## RECORDED DATA
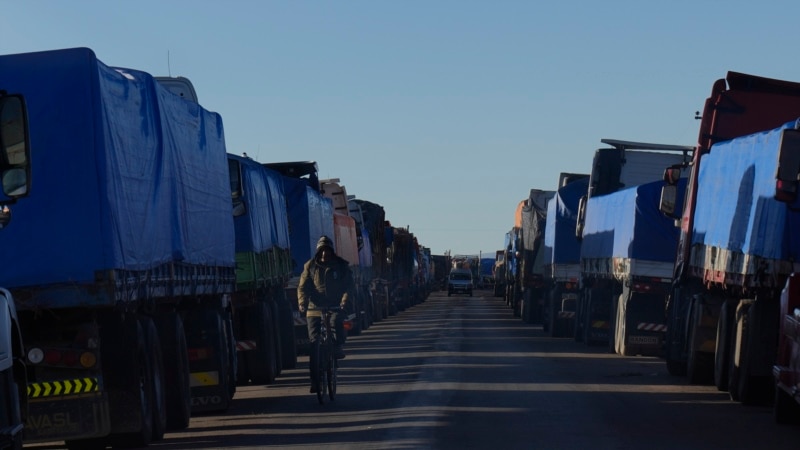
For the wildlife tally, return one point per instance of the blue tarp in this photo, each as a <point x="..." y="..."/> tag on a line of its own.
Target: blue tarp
<point x="487" y="266"/>
<point x="561" y="245"/>
<point x="310" y="216"/>
<point x="126" y="175"/>
<point x="735" y="209"/>
<point x="628" y="224"/>
<point x="265" y="224"/>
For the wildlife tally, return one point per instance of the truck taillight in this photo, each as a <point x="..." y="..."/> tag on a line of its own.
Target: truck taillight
<point x="785" y="191"/>
<point x="69" y="358"/>
<point x="200" y="353"/>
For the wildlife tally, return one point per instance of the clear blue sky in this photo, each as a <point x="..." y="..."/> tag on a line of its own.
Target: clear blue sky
<point x="445" y="112"/>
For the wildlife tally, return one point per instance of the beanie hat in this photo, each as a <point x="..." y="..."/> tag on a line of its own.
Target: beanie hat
<point x="323" y="242"/>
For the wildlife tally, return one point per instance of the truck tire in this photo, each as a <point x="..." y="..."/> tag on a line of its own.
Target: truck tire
<point x="158" y="392"/>
<point x="722" y="353"/>
<point x="140" y="385"/>
<point x="259" y="364"/>
<point x="176" y="370"/>
<point x="527" y="307"/>
<point x="738" y="346"/>
<point x="276" y="338"/>
<point x="620" y="326"/>
<point x="755" y="386"/>
<point x="699" y="367"/>
<point x="785" y="409"/>
<point x="288" y="345"/>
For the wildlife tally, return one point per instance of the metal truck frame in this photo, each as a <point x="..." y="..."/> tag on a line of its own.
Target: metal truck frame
<point x="721" y="306"/>
<point x="15" y="182"/>
<point x="623" y="164"/>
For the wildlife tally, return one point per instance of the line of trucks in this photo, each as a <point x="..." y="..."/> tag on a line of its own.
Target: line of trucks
<point x="148" y="272"/>
<point x="688" y="253"/>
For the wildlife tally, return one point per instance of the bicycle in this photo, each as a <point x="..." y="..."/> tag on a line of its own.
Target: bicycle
<point x="327" y="365"/>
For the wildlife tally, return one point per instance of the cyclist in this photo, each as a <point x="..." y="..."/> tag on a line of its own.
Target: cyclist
<point x="326" y="281"/>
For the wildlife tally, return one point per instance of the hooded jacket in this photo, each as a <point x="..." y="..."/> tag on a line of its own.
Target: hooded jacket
<point x="324" y="284"/>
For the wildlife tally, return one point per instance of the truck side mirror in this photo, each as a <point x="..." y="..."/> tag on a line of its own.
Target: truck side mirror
<point x="14" y="150"/>
<point x="666" y="204"/>
<point x="788" y="170"/>
<point x="581" y="220"/>
<point x="672" y="174"/>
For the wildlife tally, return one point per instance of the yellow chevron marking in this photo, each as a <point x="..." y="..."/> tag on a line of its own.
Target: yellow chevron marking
<point x="62" y="387"/>
<point x="199" y="379"/>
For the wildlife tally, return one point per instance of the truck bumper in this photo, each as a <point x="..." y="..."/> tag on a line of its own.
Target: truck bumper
<point x="72" y="417"/>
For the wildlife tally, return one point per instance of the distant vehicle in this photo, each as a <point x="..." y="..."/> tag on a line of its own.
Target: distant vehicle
<point x="459" y="282"/>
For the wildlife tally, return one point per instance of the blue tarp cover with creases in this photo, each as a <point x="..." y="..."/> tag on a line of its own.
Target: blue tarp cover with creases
<point x="628" y="224"/>
<point x="126" y="175"/>
<point x="735" y="207"/>
<point x="561" y="245"/>
<point x="265" y="225"/>
<point x="310" y="216"/>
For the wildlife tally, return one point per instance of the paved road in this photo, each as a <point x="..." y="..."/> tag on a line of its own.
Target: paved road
<point x="462" y="373"/>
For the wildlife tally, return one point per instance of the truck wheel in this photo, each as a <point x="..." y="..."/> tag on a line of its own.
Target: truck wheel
<point x="698" y="365"/>
<point x="620" y="329"/>
<point x="276" y="338"/>
<point x="526" y="309"/>
<point x="230" y="341"/>
<point x="176" y="370"/>
<point x="288" y="346"/>
<point x="738" y="334"/>
<point x="159" y="402"/>
<point x="785" y="409"/>
<point x="141" y="389"/>
<point x="755" y="388"/>
<point x="261" y="361"/>
<point x="722" y="352"/>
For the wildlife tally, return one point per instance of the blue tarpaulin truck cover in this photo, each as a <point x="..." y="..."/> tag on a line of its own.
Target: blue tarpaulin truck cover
<point x="561" y="245"/>
<point x="266" y="224"/>
<point x="126" y="175"/>
<point x="310" y="216"/>
<point x="628" y="224"/>
<point x="735" y="208"/>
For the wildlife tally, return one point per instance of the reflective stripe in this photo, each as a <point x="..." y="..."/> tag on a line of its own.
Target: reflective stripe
<point x="63" y="387"/>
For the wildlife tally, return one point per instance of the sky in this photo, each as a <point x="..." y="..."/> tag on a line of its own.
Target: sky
<point x="445" y="112"/>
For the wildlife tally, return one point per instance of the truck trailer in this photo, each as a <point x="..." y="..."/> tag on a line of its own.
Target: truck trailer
<point x="310" y="215"/>
<point x="15" y="183"/>
<point x="627" y="256"/>
<point x="562" y="252"/>
<point x="736" y="246"/>
<point x="620" y="165"/>
<point x="263" y="320"/>
<point x="531" y="218"/>
<point x="121" y="280"/>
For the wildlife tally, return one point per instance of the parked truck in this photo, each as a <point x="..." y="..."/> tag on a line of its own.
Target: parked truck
<point x="121" y="283"/>
<point x="623" y="164"/>
<point x="310" y="215"/>
<point x="263" y="327"/>
<point x="530" y="219"/>
<point x="374" y="224"/>
<point x="345" y="237"/>
<point x="627" y="256"/>
<point x="787" y="365"/>
<point x="499" y="273"/>
<point x="562" y="256"/>
<point x="15" y="183"/>
<point x="737" y="242"/>
<point x="263" y="320"/>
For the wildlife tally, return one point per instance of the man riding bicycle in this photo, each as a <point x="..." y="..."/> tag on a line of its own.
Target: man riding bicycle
<point x="326" y="281"/>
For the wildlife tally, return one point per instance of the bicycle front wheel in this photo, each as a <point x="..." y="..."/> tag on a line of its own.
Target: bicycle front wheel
<point x="320" y="378"/>
<point x="331" y="375"/>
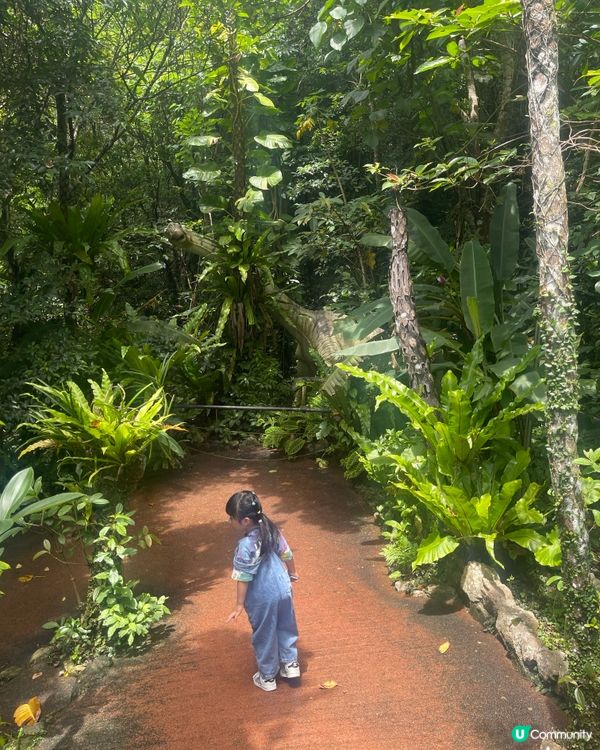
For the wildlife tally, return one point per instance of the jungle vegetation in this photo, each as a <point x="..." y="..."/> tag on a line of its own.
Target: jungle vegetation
<point x="386" y="212"/>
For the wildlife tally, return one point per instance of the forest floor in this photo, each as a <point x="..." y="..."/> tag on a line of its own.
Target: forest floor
<point x="193" y="690"/>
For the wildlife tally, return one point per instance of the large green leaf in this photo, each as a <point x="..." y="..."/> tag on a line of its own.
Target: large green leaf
<point x="203" y="140"/>
<point x="438" y="62"/>
<point x="504" y="234"/>
<point x="19" y="487"/>
<point x="266" y="177"/>
<point x="207" y="172"/>
<point x="316" y="33"/>
<point x="273" y="140"/>
<point x="428" y="240"/>
<point x="476" y="282"/>
<point x="434" y="548"/>
<point x="371" y="348"/>
<point x="373" y="239"/>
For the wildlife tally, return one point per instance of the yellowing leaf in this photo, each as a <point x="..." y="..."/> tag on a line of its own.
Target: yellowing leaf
<point x="328" y="684"/>
<point x="28" y="713"/>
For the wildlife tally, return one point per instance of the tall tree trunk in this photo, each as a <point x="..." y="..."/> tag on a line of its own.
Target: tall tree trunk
<point x="238" y="130"/>
<point x="62" y="149"/>
<point x="557" y="309"/>
<point x="407" y="328"/>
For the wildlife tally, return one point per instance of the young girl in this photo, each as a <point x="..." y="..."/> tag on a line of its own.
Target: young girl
<point x="263" y="567"/>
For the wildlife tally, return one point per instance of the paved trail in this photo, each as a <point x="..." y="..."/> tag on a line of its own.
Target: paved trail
<point x="395" y="690"/>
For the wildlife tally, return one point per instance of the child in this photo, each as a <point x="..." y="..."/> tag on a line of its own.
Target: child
<point x="263" y="567"/>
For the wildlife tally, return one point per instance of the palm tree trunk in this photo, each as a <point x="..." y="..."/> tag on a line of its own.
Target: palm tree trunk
<point x="407" y="328"/>
<point x="557" y="309"/>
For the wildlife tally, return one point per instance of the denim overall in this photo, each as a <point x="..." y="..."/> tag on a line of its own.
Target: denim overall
<point x="268" y="602"/>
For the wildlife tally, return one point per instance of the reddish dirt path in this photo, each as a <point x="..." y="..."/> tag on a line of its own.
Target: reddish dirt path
<point x="395" y="690"/>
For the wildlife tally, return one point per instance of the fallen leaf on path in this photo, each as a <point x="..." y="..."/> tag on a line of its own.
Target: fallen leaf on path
<point x="328" y="684"/>
<point x="28" y="713"/>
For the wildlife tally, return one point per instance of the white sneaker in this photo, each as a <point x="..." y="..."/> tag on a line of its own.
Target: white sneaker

## REQUIRED WORK
Reproduce exactly the line that holds "of the reddish", then every line after it, ending with the final line of the records above.

## WRITTEN REPLY
For the wildlife tally, return one point per instance of the reddish dirt path in this photo, each as a <point x="..." y="..."/> tag on a line of its own.
Target: reddish dirt path
<point x="395" y="690"/>
For the wildlife tally, return one point per instance of the fallen leaf on path in this photo, each as a <point x="..." y="..."/> tag on a line of its own.
Target: fallen leaf on path
<point x="328" y="684"/>
<point x="28" y="713"/>
For the wildlife tally, return one point per instance of the white sneaker in this photo, each as a <point x="..." y="..."/> tag on a line of its own.
Target: white sneaker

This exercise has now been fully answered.